**WHAT YOU HAVE TO DO:** Pick out and copy every line of the records below that contains the string "hedge". Letter case matters.

═════ SUPPLIED RECORDS ═════

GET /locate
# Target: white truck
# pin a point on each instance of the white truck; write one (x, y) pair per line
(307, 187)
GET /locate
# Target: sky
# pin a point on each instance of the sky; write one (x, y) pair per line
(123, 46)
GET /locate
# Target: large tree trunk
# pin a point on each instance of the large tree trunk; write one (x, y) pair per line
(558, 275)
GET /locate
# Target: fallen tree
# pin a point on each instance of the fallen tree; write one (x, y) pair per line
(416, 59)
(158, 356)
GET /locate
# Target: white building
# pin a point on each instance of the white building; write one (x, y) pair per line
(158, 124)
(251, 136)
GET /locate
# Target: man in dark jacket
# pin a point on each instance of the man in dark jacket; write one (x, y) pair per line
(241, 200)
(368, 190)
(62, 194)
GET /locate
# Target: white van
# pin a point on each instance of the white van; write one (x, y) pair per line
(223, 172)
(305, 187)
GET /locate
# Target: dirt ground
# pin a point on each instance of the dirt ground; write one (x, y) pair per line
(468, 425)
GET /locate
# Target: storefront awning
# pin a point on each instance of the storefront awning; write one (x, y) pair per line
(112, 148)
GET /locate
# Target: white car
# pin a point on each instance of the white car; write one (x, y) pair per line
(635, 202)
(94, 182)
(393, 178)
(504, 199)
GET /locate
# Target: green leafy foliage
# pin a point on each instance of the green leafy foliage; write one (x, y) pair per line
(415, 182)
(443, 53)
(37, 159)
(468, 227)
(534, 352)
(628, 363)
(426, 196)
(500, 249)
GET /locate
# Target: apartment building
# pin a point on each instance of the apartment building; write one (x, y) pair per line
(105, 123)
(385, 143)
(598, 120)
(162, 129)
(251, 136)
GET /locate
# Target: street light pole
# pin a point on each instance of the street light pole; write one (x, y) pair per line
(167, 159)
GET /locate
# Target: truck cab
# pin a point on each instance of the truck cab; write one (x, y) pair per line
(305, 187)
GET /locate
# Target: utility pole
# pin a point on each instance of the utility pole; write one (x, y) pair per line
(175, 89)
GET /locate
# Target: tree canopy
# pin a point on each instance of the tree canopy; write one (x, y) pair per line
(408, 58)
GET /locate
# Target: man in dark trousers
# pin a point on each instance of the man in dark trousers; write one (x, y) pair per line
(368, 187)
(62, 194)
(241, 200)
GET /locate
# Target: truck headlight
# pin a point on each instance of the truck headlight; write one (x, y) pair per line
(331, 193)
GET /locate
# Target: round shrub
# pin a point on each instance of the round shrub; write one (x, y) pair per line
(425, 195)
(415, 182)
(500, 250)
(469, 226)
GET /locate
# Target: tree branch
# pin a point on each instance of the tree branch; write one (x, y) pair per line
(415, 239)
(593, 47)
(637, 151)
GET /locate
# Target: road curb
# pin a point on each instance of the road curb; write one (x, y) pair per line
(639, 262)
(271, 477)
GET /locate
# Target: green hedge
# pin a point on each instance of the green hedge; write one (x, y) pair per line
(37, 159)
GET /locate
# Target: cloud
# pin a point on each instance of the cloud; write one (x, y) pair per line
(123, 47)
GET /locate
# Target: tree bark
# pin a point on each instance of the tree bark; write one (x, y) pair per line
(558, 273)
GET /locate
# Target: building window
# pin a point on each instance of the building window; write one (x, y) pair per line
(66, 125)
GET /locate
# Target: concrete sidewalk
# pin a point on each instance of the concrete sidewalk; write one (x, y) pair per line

═════

**EXPECTED OUTPUT:**
# Target: green hedge
# pin a point on each instance of the green hedge; write one (x, y) pair per line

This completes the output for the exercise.